─── Material provided

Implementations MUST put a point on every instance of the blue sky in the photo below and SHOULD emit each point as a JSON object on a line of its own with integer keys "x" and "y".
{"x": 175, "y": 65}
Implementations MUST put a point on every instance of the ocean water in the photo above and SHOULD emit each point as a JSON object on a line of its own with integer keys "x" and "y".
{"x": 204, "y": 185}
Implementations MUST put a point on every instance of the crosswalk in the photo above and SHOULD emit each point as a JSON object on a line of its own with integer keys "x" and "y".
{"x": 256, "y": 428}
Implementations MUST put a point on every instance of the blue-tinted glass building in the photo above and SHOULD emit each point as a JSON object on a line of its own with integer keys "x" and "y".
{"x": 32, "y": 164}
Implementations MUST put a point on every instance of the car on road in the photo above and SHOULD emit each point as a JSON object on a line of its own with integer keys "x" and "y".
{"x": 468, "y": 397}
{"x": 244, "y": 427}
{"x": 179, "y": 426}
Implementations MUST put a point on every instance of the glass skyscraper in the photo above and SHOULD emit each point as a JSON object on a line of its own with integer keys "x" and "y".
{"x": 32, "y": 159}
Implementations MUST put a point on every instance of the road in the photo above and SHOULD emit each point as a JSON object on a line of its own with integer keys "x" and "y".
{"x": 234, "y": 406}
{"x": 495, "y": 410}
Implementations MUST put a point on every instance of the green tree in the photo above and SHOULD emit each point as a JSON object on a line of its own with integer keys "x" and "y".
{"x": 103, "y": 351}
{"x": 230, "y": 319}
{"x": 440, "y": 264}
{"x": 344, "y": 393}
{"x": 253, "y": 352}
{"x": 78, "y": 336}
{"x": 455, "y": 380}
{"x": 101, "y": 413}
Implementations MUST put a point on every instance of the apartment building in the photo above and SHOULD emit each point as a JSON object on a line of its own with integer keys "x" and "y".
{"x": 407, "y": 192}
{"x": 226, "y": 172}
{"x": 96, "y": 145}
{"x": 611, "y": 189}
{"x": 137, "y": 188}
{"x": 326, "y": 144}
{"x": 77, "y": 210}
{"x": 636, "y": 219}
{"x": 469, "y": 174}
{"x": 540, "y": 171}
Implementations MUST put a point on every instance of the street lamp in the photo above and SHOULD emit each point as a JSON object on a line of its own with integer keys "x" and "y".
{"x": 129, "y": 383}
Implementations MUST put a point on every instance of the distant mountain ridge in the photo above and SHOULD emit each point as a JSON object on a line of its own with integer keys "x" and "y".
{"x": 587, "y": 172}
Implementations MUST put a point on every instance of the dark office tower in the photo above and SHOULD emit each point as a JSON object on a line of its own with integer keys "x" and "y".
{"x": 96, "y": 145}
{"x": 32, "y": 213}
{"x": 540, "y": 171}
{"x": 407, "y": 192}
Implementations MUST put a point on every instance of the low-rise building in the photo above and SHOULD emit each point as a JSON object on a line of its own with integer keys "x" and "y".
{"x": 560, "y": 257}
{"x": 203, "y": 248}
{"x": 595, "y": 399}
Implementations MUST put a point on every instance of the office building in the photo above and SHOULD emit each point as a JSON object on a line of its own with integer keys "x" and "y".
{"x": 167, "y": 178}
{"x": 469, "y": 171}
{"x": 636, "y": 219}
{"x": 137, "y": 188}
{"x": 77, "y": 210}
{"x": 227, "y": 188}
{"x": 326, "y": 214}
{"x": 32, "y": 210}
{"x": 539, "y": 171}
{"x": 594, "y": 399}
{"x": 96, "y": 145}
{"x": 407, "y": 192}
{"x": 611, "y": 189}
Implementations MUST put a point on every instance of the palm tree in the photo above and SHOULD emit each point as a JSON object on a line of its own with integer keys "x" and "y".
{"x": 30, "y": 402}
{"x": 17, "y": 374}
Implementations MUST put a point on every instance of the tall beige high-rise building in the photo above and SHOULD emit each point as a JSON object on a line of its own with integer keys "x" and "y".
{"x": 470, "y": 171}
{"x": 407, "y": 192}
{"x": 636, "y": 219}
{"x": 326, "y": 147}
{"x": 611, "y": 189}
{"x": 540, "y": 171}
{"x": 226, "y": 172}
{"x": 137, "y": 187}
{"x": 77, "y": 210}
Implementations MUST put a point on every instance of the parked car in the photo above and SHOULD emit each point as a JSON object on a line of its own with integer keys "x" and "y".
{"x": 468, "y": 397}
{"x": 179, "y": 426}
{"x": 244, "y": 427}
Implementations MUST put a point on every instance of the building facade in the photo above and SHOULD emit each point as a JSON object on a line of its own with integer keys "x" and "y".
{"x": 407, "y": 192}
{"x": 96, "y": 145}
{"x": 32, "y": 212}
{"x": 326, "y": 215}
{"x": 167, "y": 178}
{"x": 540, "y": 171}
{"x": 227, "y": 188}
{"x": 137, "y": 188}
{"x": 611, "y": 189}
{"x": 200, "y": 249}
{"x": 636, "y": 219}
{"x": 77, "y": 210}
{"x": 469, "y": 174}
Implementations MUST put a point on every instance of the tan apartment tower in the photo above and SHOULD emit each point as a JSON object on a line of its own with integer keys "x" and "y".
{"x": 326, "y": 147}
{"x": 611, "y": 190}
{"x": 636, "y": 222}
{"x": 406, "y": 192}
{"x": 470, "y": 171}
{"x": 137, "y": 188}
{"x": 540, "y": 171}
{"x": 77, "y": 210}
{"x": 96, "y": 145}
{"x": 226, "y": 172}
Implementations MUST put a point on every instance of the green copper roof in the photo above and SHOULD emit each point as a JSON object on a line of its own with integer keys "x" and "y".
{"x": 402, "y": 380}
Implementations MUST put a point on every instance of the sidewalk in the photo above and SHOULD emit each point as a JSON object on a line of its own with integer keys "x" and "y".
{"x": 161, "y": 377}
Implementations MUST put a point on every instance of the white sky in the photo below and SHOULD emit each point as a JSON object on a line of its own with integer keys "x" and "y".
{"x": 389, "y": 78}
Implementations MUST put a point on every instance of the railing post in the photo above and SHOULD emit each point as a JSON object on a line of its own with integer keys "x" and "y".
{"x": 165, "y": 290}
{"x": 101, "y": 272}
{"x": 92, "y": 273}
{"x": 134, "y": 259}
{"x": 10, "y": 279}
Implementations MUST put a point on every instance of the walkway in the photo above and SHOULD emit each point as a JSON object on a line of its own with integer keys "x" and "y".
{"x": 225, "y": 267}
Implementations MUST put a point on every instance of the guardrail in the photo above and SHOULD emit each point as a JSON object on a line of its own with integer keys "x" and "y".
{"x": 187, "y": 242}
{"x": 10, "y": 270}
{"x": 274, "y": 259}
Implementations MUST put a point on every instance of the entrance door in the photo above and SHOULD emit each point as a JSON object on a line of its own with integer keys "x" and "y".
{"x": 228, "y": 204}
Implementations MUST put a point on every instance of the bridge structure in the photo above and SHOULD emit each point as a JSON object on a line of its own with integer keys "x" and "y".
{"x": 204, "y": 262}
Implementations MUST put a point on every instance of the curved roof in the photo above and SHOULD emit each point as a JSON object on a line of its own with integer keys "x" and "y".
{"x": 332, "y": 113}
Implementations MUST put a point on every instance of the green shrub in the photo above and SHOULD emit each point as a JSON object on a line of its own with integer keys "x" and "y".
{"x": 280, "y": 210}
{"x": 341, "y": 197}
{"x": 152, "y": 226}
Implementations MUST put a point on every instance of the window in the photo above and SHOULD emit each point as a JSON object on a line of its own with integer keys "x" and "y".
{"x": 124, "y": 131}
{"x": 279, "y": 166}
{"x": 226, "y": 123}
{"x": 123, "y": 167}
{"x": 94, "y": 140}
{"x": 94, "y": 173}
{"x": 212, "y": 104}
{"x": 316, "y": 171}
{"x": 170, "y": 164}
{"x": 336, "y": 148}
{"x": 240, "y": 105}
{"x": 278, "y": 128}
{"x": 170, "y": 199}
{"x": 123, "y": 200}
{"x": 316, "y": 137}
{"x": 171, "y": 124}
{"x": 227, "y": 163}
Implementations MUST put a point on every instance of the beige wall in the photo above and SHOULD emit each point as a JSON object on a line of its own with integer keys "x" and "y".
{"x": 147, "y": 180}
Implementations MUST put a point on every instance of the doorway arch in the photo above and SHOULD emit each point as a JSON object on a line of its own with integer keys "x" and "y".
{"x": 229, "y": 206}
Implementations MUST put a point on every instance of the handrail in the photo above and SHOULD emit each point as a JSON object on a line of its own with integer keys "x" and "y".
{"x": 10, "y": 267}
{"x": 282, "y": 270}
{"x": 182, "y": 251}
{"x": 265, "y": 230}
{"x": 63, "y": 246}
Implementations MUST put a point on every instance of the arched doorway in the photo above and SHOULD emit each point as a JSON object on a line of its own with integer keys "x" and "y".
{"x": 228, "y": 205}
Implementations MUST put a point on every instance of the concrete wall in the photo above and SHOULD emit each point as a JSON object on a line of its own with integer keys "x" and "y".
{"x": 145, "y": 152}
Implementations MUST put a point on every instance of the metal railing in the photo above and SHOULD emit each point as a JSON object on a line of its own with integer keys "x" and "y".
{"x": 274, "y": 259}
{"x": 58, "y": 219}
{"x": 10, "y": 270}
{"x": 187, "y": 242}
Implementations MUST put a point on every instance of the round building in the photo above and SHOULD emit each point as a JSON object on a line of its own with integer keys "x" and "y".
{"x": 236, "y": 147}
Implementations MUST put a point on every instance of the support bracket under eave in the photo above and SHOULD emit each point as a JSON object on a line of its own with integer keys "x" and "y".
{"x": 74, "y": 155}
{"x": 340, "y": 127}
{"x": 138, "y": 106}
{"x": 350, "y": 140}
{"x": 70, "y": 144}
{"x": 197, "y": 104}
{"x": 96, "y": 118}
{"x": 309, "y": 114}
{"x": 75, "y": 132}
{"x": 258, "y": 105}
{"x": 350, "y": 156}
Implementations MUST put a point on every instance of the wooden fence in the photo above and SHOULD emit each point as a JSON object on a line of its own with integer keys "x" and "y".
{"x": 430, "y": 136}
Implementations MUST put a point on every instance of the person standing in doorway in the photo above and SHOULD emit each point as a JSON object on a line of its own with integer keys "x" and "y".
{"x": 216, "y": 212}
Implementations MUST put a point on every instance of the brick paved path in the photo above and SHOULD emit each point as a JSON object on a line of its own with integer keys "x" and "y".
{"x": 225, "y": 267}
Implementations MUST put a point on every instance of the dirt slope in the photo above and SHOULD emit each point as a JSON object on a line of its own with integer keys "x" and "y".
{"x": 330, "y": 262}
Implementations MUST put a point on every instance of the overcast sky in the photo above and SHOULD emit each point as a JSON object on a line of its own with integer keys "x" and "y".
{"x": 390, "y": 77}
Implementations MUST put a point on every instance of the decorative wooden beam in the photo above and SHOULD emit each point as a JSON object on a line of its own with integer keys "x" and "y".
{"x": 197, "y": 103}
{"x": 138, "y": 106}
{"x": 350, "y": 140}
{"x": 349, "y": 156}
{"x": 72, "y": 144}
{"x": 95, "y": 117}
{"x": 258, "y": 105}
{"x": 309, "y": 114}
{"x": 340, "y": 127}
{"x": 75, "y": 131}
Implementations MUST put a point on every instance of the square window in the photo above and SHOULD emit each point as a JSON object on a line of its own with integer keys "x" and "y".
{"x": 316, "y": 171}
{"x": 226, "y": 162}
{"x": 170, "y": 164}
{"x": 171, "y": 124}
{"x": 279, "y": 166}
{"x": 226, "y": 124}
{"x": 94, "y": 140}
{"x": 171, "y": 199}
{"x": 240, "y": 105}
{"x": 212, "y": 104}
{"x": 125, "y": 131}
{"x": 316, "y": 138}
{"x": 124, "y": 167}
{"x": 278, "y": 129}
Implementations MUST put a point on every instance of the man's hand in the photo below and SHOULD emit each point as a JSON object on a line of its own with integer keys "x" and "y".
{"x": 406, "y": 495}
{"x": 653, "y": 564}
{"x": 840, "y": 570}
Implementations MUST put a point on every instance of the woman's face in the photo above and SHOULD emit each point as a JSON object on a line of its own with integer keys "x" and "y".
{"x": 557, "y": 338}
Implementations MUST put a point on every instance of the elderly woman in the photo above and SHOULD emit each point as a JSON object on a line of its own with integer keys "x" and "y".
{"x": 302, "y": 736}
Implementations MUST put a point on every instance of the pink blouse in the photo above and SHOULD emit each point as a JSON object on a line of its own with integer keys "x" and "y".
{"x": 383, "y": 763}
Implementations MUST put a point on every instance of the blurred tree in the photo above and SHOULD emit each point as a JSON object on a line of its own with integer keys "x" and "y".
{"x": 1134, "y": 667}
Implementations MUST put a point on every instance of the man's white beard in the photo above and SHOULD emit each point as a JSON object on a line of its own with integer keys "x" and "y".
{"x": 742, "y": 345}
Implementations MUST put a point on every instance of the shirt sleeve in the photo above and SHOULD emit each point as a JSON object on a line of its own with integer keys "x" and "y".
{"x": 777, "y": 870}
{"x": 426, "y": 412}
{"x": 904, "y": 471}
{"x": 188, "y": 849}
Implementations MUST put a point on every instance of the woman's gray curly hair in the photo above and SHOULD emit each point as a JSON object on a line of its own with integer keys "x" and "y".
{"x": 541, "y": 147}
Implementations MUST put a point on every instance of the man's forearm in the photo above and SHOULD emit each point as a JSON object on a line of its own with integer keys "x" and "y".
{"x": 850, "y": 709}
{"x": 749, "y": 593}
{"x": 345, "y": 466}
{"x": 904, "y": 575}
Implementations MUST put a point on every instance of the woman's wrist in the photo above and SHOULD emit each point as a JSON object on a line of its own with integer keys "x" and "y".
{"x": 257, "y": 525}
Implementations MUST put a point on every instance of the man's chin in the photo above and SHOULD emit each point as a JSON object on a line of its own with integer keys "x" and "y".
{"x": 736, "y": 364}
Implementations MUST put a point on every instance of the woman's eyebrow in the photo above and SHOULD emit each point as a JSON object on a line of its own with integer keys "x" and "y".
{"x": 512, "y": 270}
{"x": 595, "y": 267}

──────

▶ **Required task**: Revise the records from the line with "the man's white" through the last line, replacing "forearm" with "upper arm". Write out those lines again with everything else unchanged.

▶ **Completed task**:
Implementations MUST put a point on every instance of the man's white beard in the photo above and SHOULD emit each point as a JSON object on a line of its own with integer keys "x" and "y".
{"x": 742, "y": 345}
Implementations MUST put a point on every instance of the shirt sleeve in the photo above and SHOULD emit each point as a JSON object on a line of its own with integer keys "x" and "y".
{"x": 777, "y": 870}
{"x": 426, "y": 412}
{"x": 904, "y": 471}
{"x": 188, "y": 849}
Implementations MUST put a point on every instance of the woman's gray curly hair in the photo above and SHOULD emit each point as a JSON object on a line of its own with integer keys "x" and "y".
{"x": 541, "y": 147}
Implementations MUST put a point on every instance of the man's upper arm in the photo above and SHOULD emit each point as a JSON object on a line of its own with integer keys "x" and "y".
{"x": 850, "y": 709}
{"x": 749, "y": 593}
{"x": 345, "y": 466}
{"x": 904, "y": 575}
Implementations MUST put a point on every instance of the woman's wrist in the photo above and SHOULD emit each point as a JSON object on a line of its own with integer keys "x" and "y".
{"x": 257, "y": 525}
Implementations MUST put a point on every instance of the man's chin in the photo above and SHOULD emit each point as a JSON object on a line of its own with integer keys "x" and "y".
{"x": 736, "y": 364}
Implementations MUST put a point on every instance of the woman's eyebrow in the photo above and SHOULD emit each point as a JSON object on a line of its own with integer keys "x" and "y".
{"x": 512, "y": 270}
{"x": 595, "y": 267}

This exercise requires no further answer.